# [What is being asked]
From the data, copy out every line in which the word "pedestrian" appears.

# [Data for the task]
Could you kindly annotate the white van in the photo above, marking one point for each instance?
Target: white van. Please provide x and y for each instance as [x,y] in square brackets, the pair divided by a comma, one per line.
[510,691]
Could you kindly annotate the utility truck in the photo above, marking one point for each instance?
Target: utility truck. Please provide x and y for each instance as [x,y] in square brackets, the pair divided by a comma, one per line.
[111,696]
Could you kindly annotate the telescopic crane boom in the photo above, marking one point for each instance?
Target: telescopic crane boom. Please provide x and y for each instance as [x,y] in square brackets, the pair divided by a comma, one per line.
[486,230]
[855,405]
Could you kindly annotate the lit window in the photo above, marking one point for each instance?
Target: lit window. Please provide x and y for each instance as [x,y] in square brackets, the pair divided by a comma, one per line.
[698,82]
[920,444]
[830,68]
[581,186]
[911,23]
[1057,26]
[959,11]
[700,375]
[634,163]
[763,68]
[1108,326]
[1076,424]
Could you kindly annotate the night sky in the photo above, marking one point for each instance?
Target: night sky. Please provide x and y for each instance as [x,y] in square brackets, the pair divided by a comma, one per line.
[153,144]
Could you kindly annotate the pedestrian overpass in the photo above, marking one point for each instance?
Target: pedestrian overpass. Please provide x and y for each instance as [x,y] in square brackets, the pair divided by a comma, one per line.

# [Output for this task]
Could you kindly annotate the pedestrian overpass in the photo above, marking one point for each instance?
Target: pedestrian overpass. Please provide x and y for each instance as [x,y] in square brackets, the pair divided by a comma, one per line.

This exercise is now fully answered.